Segment Open
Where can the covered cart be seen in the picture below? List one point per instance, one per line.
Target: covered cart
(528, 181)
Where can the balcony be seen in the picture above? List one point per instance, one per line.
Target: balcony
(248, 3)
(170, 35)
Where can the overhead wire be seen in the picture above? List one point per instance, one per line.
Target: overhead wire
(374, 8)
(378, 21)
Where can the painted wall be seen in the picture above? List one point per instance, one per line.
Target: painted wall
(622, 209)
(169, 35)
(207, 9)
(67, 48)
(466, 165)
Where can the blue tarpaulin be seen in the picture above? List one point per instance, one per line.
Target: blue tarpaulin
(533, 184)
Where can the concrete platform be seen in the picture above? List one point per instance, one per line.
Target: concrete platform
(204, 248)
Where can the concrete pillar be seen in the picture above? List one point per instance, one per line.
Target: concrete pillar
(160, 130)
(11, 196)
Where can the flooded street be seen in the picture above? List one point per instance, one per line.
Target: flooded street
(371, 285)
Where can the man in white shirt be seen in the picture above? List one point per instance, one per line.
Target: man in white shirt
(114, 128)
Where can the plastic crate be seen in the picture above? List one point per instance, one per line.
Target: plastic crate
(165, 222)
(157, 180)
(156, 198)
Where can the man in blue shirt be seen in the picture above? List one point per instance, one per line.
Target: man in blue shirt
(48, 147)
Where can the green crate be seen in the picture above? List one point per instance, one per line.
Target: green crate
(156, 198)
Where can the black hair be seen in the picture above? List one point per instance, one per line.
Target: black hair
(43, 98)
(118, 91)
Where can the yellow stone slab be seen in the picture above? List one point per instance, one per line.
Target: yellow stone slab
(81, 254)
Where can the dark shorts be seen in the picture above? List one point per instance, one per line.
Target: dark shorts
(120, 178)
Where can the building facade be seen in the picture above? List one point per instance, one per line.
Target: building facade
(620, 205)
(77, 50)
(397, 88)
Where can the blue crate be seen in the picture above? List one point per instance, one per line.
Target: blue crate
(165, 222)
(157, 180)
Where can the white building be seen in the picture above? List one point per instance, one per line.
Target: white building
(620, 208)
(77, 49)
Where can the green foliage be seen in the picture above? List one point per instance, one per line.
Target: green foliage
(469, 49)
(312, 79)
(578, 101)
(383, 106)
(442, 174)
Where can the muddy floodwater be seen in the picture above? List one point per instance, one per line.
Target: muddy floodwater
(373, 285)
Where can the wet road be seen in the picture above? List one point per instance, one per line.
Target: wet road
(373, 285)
Segment Closed
▸ **What the exercise asks**: Starting at the line that contains "Target: green foliage", retype each remaining line of the records exactly; that line and the last line are both included.

▸ **Result for this exercise**:
Target: green foliage
(469, 49)
(312, 79)
(578, 101)
(383, 106)
(442, 174)
Where can the muddy floodwater be seen in the picture above? List one point per instance, one per line.
Target: muddy floodwater
(373, 285)
Where can the wet road be seen in the picture above? List one point per instance, one per line.
Target: wet road
(373, 285)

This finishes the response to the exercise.